--- start Excerpt provided ---
Hello Oliver,

The first thing that I check when seeing if a workload will work well
within Cassandra is by looking at it's read patterns. Once the read
patterns can be written down on paper, we need to figure out how the write
patterns will populate the required tables. Since you know enough about
CQL, it's mainly about checking to see how denormalization is going to work
out for on-disk read access requests.

Once the read and write patterns are known, we can see if Cassandra will be
a good fit for denormalizing your workflow and thereby benefiting from a
datastore that can scale out horizontally. If your datastore can scale out
horizontally then Cassandra should be faster than a single node MySQL
cluster. If your datastore has too many relational requirements, is built
in for a queue-like purpose, or other edge cases, then it doesn't matter
how fast Cassandra is if it's not the correct tool for the job.

I hope that helps align your discovery/investigation process. :)

Cheers,

Joaquin Casares
Consultant
Austin, TX

Apache Cassandra Consulting
http://www.thelastpickle.com

On Tue, Mar 20, 2018 at 1:44 PM, Oliver Ruebenacker <cur...@gmail.com>
wrote:

>
>      Hello,
>
>   Thanks for all the responses.
>
>   I do know some SQL and CQL, so I know the main differences. You can do
> joins in MySQL, but the bigger your data, the less likely you want to do
> that.
>
>   If you are a team that wants to consider migrating from MySQL to
> Cassandra, you need some reason to believe that it is going to be faster.
> What evidence is there?
>
>   Even the Cassandra home page has references to benchmarks to make the
> case for Cassandra. Unfortunately, they seem to be about five to six years
> old. It doesn't make sense to keep them there if you just can't compare.
>
>      Best, Oliver
>
> On Tue, Mar 20, 2018 at 1:13 PM, Durity, Sean R <
> sean_r_dur...@homedepot.com> wrote:
>
>> I’m not sure there is a fair comparison. MySQL and Cassandra have
>> different ways of solving related (but not necessarily the same) problems
>> of storing and retrieving data.
--- end Excerpt provided ---
--- start Supplied material ---
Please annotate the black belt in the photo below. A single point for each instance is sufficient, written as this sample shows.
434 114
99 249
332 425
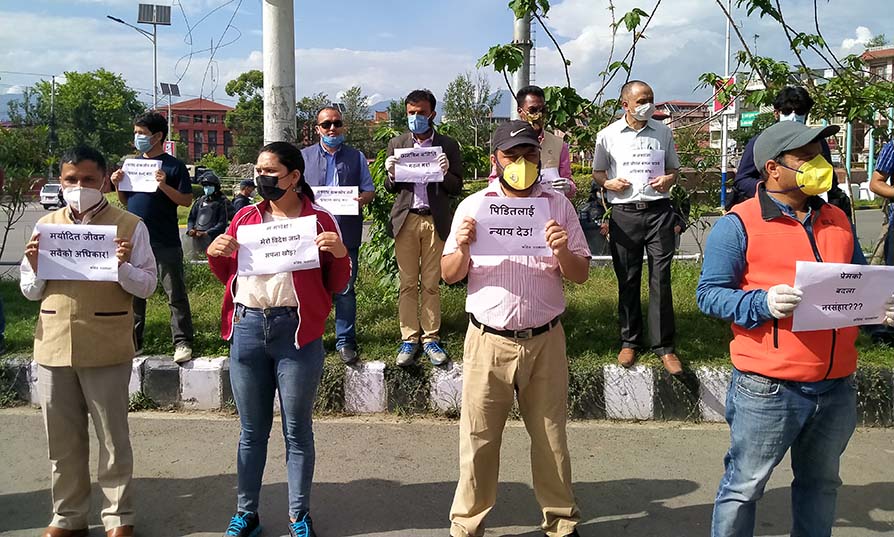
--- end Supplied material ---
• [Stated goal A]:
In the Cassandra thread, what does Joaquin Casares look at first to decide whether a workload will work well within Cassandra?
• [Stated goal B]:
Please transcribe everything in the Cassandra thread from "The first thing" down to "for the job.".
The data is not needed for this.

• [Correct response A]:
The workload's read patterns.

• [Correct response B]:
The first thing that I check when seeing if a workload will work well
within Cassandra is by looking at it's read patterns. Once the read
patterns can be written down on paper, we need to figure out how the write
patterns will populate the required tables. Since you know enough about
CQL, it's mainly about checking to see how denormalization is going to work
out for on-disk read access requests.

Once the read and write patterns are known, we can see if Cassandra will be
a good fit for denormalizing your workflow and thereby benefiting from a
datastore that can scale out horizontally. If your datastore can scale out
horizontally then Cassandra should be faster than a single node MySQL
cluster. If your datastore has too many relational requirements, is built
in for a queue-like purpose, or other edge cases, then it doesn't matter
how fast Cassandra is if it's not the correct tool for the job.